[TEXTE CITÉ]
Depuis son introduction en Bourse, le 12 juin 2017, Antalis a vu sa capitalisation boursière s'effondrer de presque deux-tiers.
Introduite sur le compartiment B d'Euronext – capitalisations boursières comprises entre 150 millions et 1 milliard d'euros –, Antalis pourrait passer dès 2019 sur le compartiment C – capitalisations boursières inférieures à 150 millions d'euros – ce qui constituerait une "première" pour une société industrielle qui a réalisé 2.370 milliards de chiffre d'affaires en 2017.
Elle y retrouverait alors Inside Secure, société qui a réalisé 32 millions de chiffre d'affaires en 2017, pour un résultat net en perte, et capitalise autant qu'Antalis pour un chiffre d'affaires 74 fois moindre !
Inside Secure est choisie à dessein car la société, comme Antalis, à Bpifrance Participations pour deuxième actionnaire.
Elle y retrouverait encore probablement Parrot – qui devrait passer dès 2019 sur le compartiment C –, actuellement sous le feu des projecteurs.
Parrot est elle aussi choisie à dessein car la société, dont Bpifrance Participations est là encore actionnaire, fait l'objet d'une OPA à prix cassé d'Horizon, holding familiale de son dirigeant Henri Seydoux.
L'actualité sert, donc, parfaitement le propos lorsque l'on sait que l'OPA est proposée à un cours de 3.20 € alors que Bpifrance Participations est entrée à 17.00 € lors de l'augmentation de capital réalisée fin 2015.
Bpifrance Participations n'en est pas, hélas pour les actionnaires minoritaires de Sequana et Antalis, à son premier couac dans la gestion de ses participations cotées.
Parrot est le dernier exemple concret sur la longue liste de ses échecs.
Si Bpifrance Participations n'apporte pas ses titres à l'OPA – ce qui matérialiserait une perte d'environ 80 % –, elle se retrouvera, à l'issue de l'OPA, comme tous les actionnaires minoritaires qui n'auront pas apporté leurs titres, coincée par un flottant étroit et des volumes de transactions réduits, avec pour seule perspective d'attendre un hypothétique retour à meilleure fortune.
Dans son courrier du 10 septembre 2018, Bpifrance Participations nous indiquait "…conduire son activité en prenant en compte et en respectant à tout moment son propre intérêt…"
Il y a de quoi s'interroger sur "l'intérêt" du bras armé de l'Etat français au moment où le Président Macron évoque une éventuelle montée au capital d'EDF.
En effet, la valeur d'entreprise d'EDF est actuellement de 1.25 x le chiffre d'affaires prévisionnel 2018 lorsque celle d'Antalis n'est que de 0.15 x.

[DONNÉES FOURNIES]
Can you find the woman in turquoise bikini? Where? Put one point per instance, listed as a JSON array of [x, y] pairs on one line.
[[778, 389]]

[TRAVAIL À FAIRE]
1: Les affirmations suivantes concordent-elles avec le texte sur Antalis ? Répondez par oui ou par non pour chacune, en citant les mots du texte qui tranchent. (a) Antalis a été introduite en Bourse sur le compartiment B d'Euronext. (b) L'OPA sur Parrot est proposée à 17,00 €. (c) Inside Secure a dégagé un bénéfice net en 2017.
2: Recopiez tout le passage du texte sur Antalis qui va de "Bpifrance Participations n'en" jusqu'à "à meilleure fortune.".

[LES RÉPONSES]
1:
(a) Oui : « Introduite sur le compartiment B d'Euronext ».
(b) Non : « l'OPA est proposée à un cours de 3.20 € ».
(c) Non : « pour un résultat net en perte ».

2:
Bpifrance Participations n'en est pas, hélas pour les actionnaires minoritaires de Sequana et Antalis, à son premier couac dans la gestion de ses participations cotées.
Parrot est le dernier exemple concret sur la longue liste de ses échecs.
Si Bpifrance Participations n'apporte pas ses titres à l'OPA – ce qui matérialiserait une perte d'environ 80 % –, elle se retrouvera, à l'issue de l'OPA, comme tous les actionnaires minoritaires qui n'auront pas apporté leurs titres, coincée par un flottant étroit et des volumes de transactions réduits, avec pour seule perspective d'attendre un hypothétique retour à meilleure fortune.